**** The input

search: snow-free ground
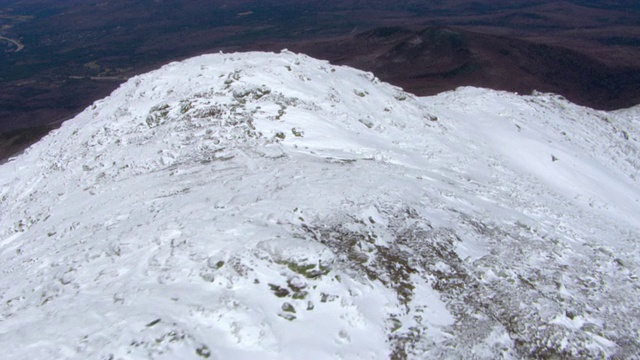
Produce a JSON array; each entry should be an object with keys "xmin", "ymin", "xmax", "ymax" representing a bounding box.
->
[{"xmin": 1, "ymin": 51, "xmax": 639, "ymax": 359}]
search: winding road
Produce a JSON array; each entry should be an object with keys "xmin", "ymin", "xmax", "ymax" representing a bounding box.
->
[{"xmin": 0, "ymin": 35, "xmax": 24, "ymax": 52}]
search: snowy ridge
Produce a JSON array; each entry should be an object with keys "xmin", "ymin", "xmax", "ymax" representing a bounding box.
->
[{"xmin": 0, "ymin": 51, "xmax": 639, "ymax": 359}]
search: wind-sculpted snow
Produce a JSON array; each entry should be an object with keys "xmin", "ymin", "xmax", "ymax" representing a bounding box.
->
[{"xmin": 0, "ymin": 51, "xmax": 639, "ymax": 359}]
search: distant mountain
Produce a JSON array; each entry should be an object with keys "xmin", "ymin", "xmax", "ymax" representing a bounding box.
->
[
  {"xmin": 2, "ymin": 0, "xmax": 639, "ymax": 159},
  {"xmin": 1, "ymin": 51, "xmax": 639, "ymax": 359},
  {"xmin": 286, "ymin": 26, "xmax": 640, "ymax": 111}
]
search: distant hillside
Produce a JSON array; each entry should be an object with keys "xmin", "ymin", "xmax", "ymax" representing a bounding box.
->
[
  {"xmin": 282, "ymin": 26, "xmax": 640, "ymax": 110},
  {"xmin": 1, "ymin": 0, "xmax": 639, "ymax": 152}
]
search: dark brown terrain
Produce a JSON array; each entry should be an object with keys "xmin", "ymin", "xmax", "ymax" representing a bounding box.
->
[
  {"xmin": 282, "ymin": 26, "xmax": 640, "ymax": 110},
  {"xmin": 1, "ymin": 0, "xmax": 639, "ymax": 159}
]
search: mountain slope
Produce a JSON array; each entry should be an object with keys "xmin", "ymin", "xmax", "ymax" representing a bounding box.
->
[{"xmin": 0, "ymin": 51, "xmax": 639, "ymax": 359}]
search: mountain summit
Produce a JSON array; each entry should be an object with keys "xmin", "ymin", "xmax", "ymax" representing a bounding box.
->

********

# What this task involves:
Read each line of the material, and wherever the word "search" turns up, copy that line.

# Solution to the exercise:
search: snow-free ground
search: winding road
search: snowy ridge
search: wind-sculpted snow
search: distant mountain
search: distant hillside
search: dark brown terrain
search: mountain slope
search: mountain summit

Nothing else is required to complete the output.